== What the task asks ==
Set down the whole listing verbatim.
#####
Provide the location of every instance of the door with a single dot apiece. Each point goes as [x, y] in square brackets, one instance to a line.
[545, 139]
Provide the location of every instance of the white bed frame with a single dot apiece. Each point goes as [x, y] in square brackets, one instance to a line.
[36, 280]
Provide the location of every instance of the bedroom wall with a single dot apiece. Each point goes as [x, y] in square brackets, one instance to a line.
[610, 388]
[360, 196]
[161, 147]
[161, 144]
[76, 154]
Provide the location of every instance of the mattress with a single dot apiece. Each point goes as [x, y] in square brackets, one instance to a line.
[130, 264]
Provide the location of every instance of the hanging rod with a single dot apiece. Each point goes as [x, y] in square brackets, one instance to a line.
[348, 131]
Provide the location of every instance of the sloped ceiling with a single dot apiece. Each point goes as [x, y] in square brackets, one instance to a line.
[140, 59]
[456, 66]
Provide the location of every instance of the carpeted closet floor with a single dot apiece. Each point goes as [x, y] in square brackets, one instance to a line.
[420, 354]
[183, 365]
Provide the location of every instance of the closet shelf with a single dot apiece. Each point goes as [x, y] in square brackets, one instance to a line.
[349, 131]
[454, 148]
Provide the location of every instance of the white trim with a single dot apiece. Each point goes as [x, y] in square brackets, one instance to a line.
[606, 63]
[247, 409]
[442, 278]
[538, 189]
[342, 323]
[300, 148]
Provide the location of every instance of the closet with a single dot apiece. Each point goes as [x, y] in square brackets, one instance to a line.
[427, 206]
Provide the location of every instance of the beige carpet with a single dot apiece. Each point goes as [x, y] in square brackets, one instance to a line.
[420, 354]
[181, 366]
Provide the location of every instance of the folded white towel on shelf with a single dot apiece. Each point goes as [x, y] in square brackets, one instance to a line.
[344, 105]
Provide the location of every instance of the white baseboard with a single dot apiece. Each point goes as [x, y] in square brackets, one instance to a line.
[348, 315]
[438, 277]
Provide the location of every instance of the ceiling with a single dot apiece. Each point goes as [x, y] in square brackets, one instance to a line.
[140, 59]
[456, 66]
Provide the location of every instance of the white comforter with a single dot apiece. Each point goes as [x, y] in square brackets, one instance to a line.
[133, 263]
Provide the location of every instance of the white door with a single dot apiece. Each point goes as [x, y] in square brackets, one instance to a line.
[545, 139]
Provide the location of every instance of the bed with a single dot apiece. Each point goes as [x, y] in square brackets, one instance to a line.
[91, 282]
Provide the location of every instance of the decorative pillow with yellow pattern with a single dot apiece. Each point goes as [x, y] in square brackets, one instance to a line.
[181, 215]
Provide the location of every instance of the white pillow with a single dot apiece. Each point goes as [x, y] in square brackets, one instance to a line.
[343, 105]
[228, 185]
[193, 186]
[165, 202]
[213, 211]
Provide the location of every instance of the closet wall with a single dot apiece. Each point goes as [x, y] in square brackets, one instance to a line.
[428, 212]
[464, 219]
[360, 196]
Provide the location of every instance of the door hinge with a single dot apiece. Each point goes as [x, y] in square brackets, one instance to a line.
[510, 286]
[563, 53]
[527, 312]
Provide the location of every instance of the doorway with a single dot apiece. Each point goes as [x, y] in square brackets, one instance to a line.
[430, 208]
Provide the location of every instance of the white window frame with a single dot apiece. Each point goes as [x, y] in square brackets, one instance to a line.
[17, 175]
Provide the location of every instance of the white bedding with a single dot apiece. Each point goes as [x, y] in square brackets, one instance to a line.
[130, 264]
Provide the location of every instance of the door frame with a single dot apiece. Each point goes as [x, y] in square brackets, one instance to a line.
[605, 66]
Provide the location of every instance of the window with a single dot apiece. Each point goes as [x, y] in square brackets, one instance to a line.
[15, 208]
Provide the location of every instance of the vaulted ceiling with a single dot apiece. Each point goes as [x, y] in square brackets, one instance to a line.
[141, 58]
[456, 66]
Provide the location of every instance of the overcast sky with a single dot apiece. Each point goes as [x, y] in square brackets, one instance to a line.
#####
== Task solution ==
Provide the location of every instance of the door with a single dot apiece. Each point goes as [x, y] in square brackets, one instance to a line.
[545, 139]
Provide the location of every instance of the white bed frame with a single dot apiece. Each point goes as [x, y] in square brackets, one instance to a line.
[36, 280]
Provide the location of every instance of the bedroom wall with a single dot apiece. Each point goes as [x, y] in square brackets, one instance to a line.
[610, 388]
[360, 196]
[161, 147]
[161, 144]
[76, 154]
Provide the location of every instance of the mattress with a single dot apiece. Each point goes as [x, y] in square brackets, one instance to a line.
[130, 264]
Provide the location of every instance of the hanging rod with a single dot apiece. Each point goes as [x, y] in square brackets, one instance to a line.
[348, 131]
Provide the location of every instance of the sloped ceiling with a single dot apiece. Each point goes as [x, y] in square brackets, one instance to a line.
[140, 59]
[456, 66]
Provide the location of every instance of the carpeted closet floor with a single dot apiece. Each point goes as [x, y] in square brackets, one instance to a line.
[420, 354]
[183, 365]
Provide the location of every instance of the closet shelf with a single dot apiece. Each point goes as [x, y] in square brackets, one instance to a line.
[349, 131]
[454, 148]
Provide the location of every instance of the white trim with a single dot apiece. Each point goes as [x, y] in square brackets, one instance to a line.
[606, 63]
[247, 409]
[442, 278]
[538, 189]
[342, 323]
[300, 148]
Provide the location of every instance of the closet with a single dot apiece. Each point goes as [x, y] in square brackets, one instance to a line.
[427, 206]
Provide the location of every instance of the beige carpet with a single dot apiece. Each point goes as [x, y] in square brackets, one instance to a line.
[420, 354]
[181, 366]
Provide the location of every instance of the folded white towel on shelf with a single dot apiece. Each point goes as [x, y] in square brackets, one instance to a line.
[344, 105]
Provide the location of every instance of the white baseboard with a single dot apiece. Each point goes as [x, y] in square brackets, one instance to a line.
[348, 315]
[438, 277]
Provide the location of every instance of the ceiling with a single dot apiece. Each point goes as [x, y] in square brackets, one instance to a line.
[140, 59]
[456, 66]
Provide the location of every instance of the white comforter with a single dot apiece. Each point goes as [x, y] in square brackets, one instance to a line.
[133, 263]
Provide the location of every instance of the white door with a single dot apiece. Each point goes as [x, y] in square brackets, one instance to a line.
[545, 139]
Provide the location of every instance of the bed with a single dot apiece. Each point goes as [x, y] in square brackets, one instance to a line.
[91, 282]
Provide the location of every instance of the decorative pillow with yellow pattern with a single dot apiece. Each point goes as [x, y] in square brackets, one instance to a line.
[181, 215]
Provide the location of every instance of the white pillow with a single dot apiece. Each point goes as [x, y] in square brackets, one instance to a line.
[343, 105]
[228, 185]
[193, 186]
[165, 202]
[213, 211]
Provide the location of every instance of the closet wall with a single dot apiece. Each point goes as [x, y] in square brackets, one instance to a line.
[428, 212]
[464, 219]
[360, 196]
Provide the location of every instance of the door hinge with a single dot apiece. Each point goes as [x, y] in square brackets, one instance to a line.
[510, 286]
[563, 53]
[527, 312]
Provide the location of every instance of the doorway with a single dot apiece. Each point goes as [x, y] in square brackets, one instance to a line.
[430, 208]
Provide the location of every instance of the white window frame with a single dot apiece. Each point goes as [x, y] in square brackets, one instance to a line.
[17, 175]
Provide the location of every instance of the white bedding with a single dot apiece. Each point goes as [x, y] in square brackets, one instance to a line.
[130, 264]
Provide the location of every instance of the door frame with a single dot apiece. Each point goes as [x, y] in square brackets, one instance to a line.
[605, 66]
Provide the location of every instance of the window with a single dot apiece. Each point goes as [x, y] in square brackets, one instance to a line.
[15, 208]
Provide the location of every instance of the vaulted ceiling with a single dot apiece. Each point goes as [x, y] in square brackets, one instance to a line.
[141, 58]
[456, 66]
Provide the location of every instance of the overcast sky with a single dot apiece. Each point goes as [x, y] in square brackets, one instance to a line.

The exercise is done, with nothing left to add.